[Dataset rows]
------------------------------------------------------------
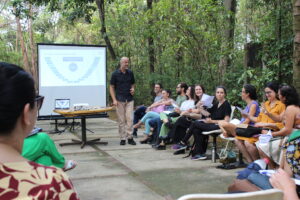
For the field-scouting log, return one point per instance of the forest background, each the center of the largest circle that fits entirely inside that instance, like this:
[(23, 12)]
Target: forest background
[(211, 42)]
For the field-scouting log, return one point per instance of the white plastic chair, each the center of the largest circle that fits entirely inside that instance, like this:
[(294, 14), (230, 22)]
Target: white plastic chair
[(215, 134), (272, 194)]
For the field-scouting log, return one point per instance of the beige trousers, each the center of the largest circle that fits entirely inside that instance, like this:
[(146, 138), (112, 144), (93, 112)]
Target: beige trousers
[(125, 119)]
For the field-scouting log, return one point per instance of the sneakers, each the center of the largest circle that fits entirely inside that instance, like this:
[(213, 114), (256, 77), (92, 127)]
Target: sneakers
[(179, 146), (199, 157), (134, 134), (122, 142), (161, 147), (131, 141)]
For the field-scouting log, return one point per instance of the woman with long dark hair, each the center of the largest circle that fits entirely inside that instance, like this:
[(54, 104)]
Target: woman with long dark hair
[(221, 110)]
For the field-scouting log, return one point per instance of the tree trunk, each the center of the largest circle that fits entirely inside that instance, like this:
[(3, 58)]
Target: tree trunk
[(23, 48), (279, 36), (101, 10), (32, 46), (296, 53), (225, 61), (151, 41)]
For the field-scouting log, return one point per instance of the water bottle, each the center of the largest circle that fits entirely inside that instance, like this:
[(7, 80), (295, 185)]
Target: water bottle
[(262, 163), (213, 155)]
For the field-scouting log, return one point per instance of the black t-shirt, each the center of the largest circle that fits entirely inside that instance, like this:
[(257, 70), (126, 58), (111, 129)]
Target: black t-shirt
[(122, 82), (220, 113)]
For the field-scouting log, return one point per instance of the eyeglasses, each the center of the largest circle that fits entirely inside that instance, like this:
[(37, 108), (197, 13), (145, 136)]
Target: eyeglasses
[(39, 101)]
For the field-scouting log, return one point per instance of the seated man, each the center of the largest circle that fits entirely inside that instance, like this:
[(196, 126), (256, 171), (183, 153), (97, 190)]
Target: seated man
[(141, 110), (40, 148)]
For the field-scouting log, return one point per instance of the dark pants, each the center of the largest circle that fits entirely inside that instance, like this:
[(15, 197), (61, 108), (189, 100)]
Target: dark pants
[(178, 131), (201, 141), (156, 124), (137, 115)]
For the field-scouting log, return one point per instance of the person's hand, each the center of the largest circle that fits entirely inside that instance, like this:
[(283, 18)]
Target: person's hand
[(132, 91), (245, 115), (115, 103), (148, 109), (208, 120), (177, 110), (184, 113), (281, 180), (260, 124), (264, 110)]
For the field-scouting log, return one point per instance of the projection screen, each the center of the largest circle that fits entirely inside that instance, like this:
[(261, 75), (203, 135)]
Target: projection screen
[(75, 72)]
------------------------------------------------------------
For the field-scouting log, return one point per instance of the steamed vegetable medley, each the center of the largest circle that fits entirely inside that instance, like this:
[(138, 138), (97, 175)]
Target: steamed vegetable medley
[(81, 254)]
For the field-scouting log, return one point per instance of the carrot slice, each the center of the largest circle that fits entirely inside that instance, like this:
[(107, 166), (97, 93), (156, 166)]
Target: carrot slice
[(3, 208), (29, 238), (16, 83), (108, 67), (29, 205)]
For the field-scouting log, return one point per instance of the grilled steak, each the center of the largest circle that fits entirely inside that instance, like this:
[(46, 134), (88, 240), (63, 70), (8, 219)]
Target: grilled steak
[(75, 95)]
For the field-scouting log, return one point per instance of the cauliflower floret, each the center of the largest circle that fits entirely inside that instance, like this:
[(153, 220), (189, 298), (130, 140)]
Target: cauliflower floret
------------------------------------------------------------
Job: Transcribe the lines above verbatim, from the line with "of the steamed" to the line with "Target: cauliflower floret", both included.

Final answer:
For the field-scouting log, return one point per instance of the steamed vegetable medley, each the center of the largest circle that fits entirely inside that instance, like this:
[(138, 138), (97, 175)]
Target: steamed vegetable medley
[(81, 254)]
For the field-scouting log, return one point per instance of the carrot slice, each the center of the largest circle that fits entirely inside that instance, like this:
[(107, 166), (97, 93), (156, 166)]
Target: carrot slice
[(3, 208), (29, 238), (16, 83), (108, 67), (29, 205)]
For the field-scouting log, return one point per instance of the grilled steak, each the center of the largest circle that fits entirely inside that instance, like this:
[(46, 134), (88, 240), (63, 70), (8, 219)]
Target: grilled steak
[(75, 95)]
For the field-scouting log, return one point per instance of the cauliflower floret, each the center of the largest circle that fits entirely inside that instance, like this:
[(153, 220), (189, 298), (130, 140)]
Target: cauliflower floret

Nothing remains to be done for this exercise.